• _Dataset_
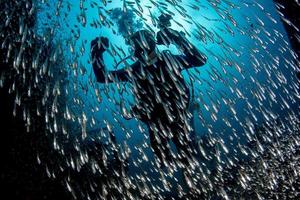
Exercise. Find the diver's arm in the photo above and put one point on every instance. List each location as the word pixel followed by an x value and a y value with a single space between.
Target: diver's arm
pixel 192 56
pixel 98 47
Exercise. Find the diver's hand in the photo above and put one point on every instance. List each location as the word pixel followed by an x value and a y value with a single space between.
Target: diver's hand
pixel 99 45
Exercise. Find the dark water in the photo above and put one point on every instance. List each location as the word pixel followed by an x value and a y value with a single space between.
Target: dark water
pixel 244 106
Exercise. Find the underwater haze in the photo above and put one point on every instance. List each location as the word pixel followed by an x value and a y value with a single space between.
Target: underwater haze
pixel 243 111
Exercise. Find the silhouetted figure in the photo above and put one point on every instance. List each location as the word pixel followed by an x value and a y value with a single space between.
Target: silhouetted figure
pixel 161 95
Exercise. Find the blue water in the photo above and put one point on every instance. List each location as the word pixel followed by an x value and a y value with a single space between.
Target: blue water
pixel 243 63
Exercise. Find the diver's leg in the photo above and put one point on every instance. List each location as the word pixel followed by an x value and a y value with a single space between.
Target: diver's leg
pixel 182 142
pixel 159 143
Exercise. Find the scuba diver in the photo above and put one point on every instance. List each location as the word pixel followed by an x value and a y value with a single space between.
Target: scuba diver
pixel 161 95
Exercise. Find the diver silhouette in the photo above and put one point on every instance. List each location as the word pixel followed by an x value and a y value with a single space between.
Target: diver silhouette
pixel 161 95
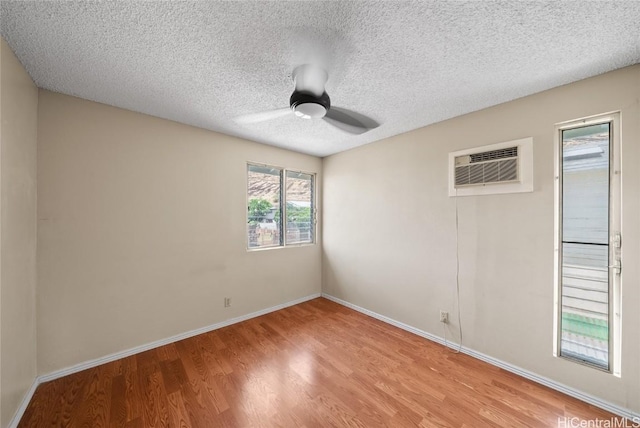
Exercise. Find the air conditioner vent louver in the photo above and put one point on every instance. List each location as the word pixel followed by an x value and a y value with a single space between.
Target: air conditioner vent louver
pixel 495 166
pixel 510 152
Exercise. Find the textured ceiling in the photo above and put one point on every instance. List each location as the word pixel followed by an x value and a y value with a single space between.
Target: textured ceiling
pixel 404 64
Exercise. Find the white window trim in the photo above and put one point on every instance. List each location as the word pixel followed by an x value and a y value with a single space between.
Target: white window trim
pixel 283 207
pixel 615 186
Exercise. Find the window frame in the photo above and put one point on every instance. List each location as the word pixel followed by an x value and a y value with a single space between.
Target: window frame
pixel 283 207
pixel 615 228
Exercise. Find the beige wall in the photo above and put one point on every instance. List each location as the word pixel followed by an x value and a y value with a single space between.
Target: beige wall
pixel 389 233
pixel 18 139
pixel 142 226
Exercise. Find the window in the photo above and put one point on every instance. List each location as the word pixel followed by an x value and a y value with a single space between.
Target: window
pixel 272 191
pixel 588 242
pixel 299 208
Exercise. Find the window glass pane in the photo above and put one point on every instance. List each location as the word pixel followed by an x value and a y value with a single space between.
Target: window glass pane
pixel 263 210
pixel 585 249
pixel 299 199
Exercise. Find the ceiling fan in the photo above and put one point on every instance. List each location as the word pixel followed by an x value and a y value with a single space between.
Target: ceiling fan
pixel 310 101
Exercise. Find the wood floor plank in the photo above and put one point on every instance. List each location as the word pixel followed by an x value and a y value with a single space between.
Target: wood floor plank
pixel 316 364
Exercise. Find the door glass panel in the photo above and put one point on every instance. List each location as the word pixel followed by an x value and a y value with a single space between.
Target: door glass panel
pixel 585 244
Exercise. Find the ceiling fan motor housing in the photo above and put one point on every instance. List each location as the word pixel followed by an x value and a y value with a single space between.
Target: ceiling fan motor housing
pixel 309 106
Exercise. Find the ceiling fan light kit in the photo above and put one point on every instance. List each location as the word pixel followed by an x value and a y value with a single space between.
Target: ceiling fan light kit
pixel 308 106
pixel 310 101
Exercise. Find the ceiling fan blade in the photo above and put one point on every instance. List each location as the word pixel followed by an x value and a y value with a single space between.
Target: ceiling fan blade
pixel 262 116
pixel 349 121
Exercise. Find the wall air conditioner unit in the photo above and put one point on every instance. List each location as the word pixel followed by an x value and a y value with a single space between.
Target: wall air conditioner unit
pixel 498 168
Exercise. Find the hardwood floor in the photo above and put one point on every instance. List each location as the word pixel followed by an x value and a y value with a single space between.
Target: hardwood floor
pixel 316 364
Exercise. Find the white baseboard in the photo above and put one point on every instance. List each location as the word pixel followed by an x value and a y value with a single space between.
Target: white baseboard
pixel 615 409
pixel 136 350
pixel 23 405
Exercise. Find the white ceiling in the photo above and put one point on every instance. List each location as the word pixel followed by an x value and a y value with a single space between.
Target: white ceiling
pixel 404 64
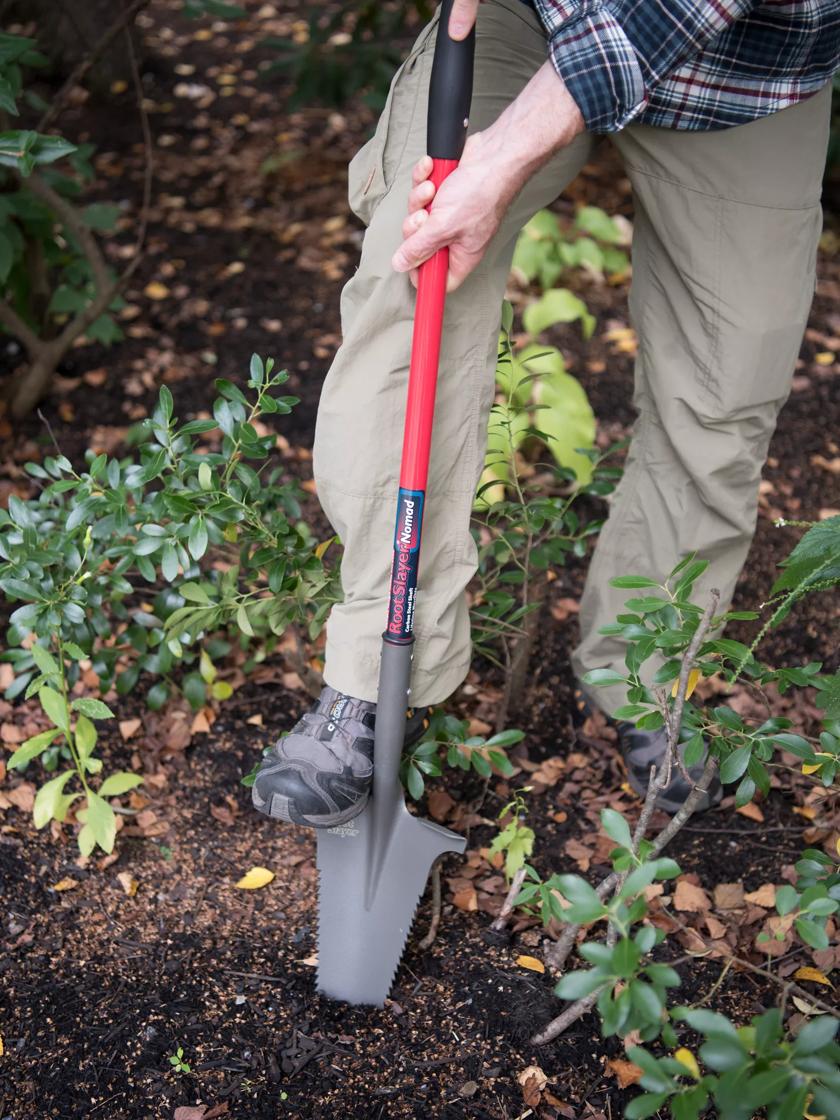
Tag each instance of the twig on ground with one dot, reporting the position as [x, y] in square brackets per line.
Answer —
[78, 72]
[755, 969]
[504, 915]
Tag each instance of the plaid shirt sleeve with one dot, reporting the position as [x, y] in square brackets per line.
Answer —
[612, 54]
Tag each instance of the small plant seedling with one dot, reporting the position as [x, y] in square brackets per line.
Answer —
[515, 839]
[177, 1062]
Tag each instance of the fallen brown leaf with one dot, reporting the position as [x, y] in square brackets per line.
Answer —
[531, 962]
[466, 899]
[66, 884]
[764, 896]
[128, 883]
[729, 896]
[752, 811]
[814, 974]
[532, 1081]
[690, 897]
[627, 1073]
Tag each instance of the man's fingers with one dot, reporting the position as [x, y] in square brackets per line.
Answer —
[422, 169]
[419, 246]
[413, 222]
[421, 196]
[463, 18]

• _Exercise_
Please quote the stretch of the records from the line containing "Exercise. Find the window frame" through the line containing "pixel 615 228", including both of those lines.

• _Expected answer_
Exercise. Find the window frame in the photo above and put one point on every instance. List each location as the word pixel followed by an x value and a y value with a single space between.
Target: window frame
pixel 283 207
pixel 615 228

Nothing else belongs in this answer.